#### [EXERCISE TASKS]
**a.** How often does the farm passage say soil tests are done on the fields?
**b.** Write the next part of the farm passage, picking up after its last sentence.

══ EXTRACT ══

We care for the farm’s vegetables almost entirely by hand-tended methods, each year adding to our battery of sophisticated hand and human-powered tools to increase efficiency and effectiveness of fieldwork. While initial plowing or tillage will be done with our walk-behind 2-wheeled tractor or by a neighboring farmer with a 4-wheeled tractor, we are working with reduced tillage practices as much as possible. Increasing the fertility of our soil is a top priority – through cover cropping, the addition of compost to increase organic matter, and using rock powders to return lost micro-nutrients and minerals. Before starting to farm here, the fields had been hayed for more than 25 years with little done to maintain the fertility. During Many Forks first season, I didn’t see a single earthworm! But our light and sandy soils, bordered by the North Branch of the Hoosic River, are coming back to life. Every year, the soils are holding moisture and nutrients better, and, the earthworms abound because of the addition of the organic matter and the reduced tillage practices.
With just about 2 acres in cultivation and caring for our crops by hand-tending, we have our eyes on the vegetables all the time. For the greater part, we see how everything is doing every single day and can respond quickly if we see problems such as insects or disease developing, can indentify any nutritional issues, or determine if the soils are drying out and need irrigation. We use drip irrigation with water from the North Branch of the Hoosic River. Soil tests on our fields every 12-18 months give us information about the nutrients and help us assess any amendments, such as the rock dusts or compost, that should be added and in what amounts.

═══
══ DATA PROVIDED ══

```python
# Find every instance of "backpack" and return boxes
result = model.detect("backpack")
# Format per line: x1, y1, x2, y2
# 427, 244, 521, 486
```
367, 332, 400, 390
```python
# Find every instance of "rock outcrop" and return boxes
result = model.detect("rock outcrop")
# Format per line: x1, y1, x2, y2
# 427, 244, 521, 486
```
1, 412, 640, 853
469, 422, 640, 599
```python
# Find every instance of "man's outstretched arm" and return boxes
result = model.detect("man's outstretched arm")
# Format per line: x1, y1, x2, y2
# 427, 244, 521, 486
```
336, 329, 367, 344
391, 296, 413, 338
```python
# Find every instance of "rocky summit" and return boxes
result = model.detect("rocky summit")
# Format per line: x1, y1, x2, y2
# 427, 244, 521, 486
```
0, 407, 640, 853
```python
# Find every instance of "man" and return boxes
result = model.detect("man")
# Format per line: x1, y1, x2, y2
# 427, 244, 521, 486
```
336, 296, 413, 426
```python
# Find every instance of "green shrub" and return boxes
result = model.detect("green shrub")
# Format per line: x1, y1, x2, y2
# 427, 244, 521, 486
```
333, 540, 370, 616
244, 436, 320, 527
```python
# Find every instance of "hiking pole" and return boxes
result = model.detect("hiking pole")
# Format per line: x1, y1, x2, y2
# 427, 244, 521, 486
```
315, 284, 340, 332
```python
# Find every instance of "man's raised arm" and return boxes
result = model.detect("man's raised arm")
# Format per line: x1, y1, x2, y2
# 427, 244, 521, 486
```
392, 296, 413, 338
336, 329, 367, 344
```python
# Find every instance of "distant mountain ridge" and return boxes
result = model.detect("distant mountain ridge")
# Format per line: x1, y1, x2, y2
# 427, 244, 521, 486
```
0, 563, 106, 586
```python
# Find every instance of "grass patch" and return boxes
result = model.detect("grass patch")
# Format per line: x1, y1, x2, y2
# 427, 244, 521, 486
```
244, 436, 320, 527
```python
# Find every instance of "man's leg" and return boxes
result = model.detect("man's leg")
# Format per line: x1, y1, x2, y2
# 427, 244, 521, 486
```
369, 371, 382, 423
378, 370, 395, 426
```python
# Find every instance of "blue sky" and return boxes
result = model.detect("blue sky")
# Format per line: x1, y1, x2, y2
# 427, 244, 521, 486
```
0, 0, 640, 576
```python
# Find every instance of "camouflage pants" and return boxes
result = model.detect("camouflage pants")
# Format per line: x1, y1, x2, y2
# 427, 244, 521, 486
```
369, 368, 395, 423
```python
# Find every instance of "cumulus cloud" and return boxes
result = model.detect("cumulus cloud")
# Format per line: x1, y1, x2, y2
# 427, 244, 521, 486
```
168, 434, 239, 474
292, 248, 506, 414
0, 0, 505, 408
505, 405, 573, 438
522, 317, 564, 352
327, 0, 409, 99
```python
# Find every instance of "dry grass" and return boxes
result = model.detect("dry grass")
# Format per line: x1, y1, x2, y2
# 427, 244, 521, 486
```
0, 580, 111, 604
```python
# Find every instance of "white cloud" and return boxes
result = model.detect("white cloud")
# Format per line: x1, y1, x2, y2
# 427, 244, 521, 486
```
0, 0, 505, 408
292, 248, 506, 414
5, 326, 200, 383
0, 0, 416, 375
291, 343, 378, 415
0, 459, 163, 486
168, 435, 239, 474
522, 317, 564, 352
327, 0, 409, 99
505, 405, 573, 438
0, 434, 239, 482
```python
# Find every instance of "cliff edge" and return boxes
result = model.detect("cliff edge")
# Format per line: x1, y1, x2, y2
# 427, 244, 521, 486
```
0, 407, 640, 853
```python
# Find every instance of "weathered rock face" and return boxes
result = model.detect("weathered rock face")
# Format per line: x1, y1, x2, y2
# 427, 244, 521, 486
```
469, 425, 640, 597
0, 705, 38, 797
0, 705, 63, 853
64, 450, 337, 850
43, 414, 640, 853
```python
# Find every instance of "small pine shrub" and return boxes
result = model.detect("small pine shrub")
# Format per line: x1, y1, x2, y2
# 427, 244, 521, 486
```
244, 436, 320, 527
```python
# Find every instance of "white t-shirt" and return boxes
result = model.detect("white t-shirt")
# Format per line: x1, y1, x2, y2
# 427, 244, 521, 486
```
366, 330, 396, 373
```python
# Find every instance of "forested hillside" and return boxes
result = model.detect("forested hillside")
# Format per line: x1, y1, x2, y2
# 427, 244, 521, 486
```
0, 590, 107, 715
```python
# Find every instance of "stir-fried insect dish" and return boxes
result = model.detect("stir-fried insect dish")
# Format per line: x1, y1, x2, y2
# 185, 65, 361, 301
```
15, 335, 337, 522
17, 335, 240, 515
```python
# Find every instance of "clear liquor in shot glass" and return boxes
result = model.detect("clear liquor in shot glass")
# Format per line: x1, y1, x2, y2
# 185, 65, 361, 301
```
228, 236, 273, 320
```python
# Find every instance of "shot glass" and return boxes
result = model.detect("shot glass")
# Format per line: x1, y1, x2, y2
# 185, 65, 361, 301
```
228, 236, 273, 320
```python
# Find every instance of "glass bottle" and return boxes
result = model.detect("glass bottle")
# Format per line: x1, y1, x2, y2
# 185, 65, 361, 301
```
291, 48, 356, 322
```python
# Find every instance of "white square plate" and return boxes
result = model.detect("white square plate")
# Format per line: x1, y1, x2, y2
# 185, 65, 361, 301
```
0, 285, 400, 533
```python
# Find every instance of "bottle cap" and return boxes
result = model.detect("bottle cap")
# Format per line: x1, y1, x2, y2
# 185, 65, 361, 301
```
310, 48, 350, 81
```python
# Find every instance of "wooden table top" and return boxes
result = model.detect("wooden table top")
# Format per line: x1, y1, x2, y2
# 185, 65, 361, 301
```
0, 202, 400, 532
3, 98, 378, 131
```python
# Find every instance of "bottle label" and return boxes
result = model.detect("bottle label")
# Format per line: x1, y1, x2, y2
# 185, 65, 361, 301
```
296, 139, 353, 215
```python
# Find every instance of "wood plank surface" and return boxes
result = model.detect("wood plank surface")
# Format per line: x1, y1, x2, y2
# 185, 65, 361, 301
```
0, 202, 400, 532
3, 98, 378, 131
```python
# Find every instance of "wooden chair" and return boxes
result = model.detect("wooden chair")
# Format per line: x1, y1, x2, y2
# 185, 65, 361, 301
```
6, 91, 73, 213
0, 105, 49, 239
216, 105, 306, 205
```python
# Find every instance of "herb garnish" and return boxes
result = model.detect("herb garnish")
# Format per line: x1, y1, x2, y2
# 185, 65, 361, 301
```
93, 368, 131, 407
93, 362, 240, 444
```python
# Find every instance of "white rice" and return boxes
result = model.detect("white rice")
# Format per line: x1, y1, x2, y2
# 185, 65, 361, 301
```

═══

#### [SOLVED PROBLEMS]
**a.** Every 12-18 months.

**b.**
Our garden planning, which takes place in the late fall and early winter, always includes working out the rotations of crops so that they are not grown in the same location for several years running. Because of our small land base, every square foot in cultivation is important to the farm. When crop disease or insect infestation develops, we do our best to control by low-impact methods such as hand-picking insects, or picking off and cleaning up diseased foliage. We may use biological controls, such as helpful bacteria or compost teas judiciously. We use those that do not harm pollinators or have known health impacts, but even introducing a common soil bacterium, in the amounts to help control a fungal disease, is shifting the balance of the microbiology, so these are used at the lowest dose considered to have efficacy.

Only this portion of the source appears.